Textabschnitt:
================

„High Five!“ – Interview mit Oliver Herrmann „Erfolgsfaktoren von Handelsimmobilien“

Oliver Herrmann; „High Five”-Logo; Logo: redos leading in retail real estate

Ein Thema, ein Experte, fünf Fragen und Antworten. Das ist „HIGH FIVE!“. Wir freuen uns für die heutige Ausgabe Oliver Herrmann, CEO der redos Gruppe zu gewinnen. Er spricht mit uns über die Erfolgsfaktoren von Handelsimmobilien, gerade mit Blick auf Revitalisierung und Nachhaltigkeit. Das Interview führt Dr. Angelus Bernreuther, Leitung institutionelle Investoren und Immobilienwirtschaft, Kaufland.

 

Angelus Bernreuther: Vor kurzem hat redos den Merger mit Redevco bekannt gegeben. Was waren die Hintergründe für diesen Zusammenschluss?

================

Datenblock:
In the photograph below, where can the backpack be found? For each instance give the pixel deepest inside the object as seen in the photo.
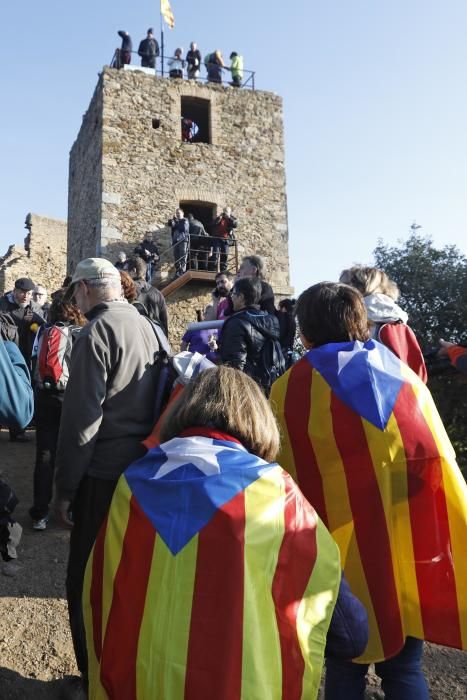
(271, 363)
(165, 374)
(53, 354)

================

Die Aufgabe: Gib aus dem Interview über Handelsimmobilien den genauen Wortlaut aus, der mit „Ein Thema, ein“ beginnt und bis einschließlich „und Immobilienwirtschaft, Kaufland.“ reicht. Das Material steht für sich und gehört nicht zum Interview.

Die Lösung:
Ein Thema, ein Experte, fünf Fragen und Antworten. Das ist „HIGH FIVE!“. Wir freuen uns für die heutige Ausgabe Oliver Herrmann, CEO der redos Gruppe zu gewinnen. Er spricht mit uns über die Erfolgsfaktoren von Handelsimmobilien, gerade mit Blick auf Revitalisierung und Nachhaltigkeit. Das Interview führt Dr. Angelus Bernreuther, Leitung institutionelle Investoren und Immobilienwirtschaft, Kaufland.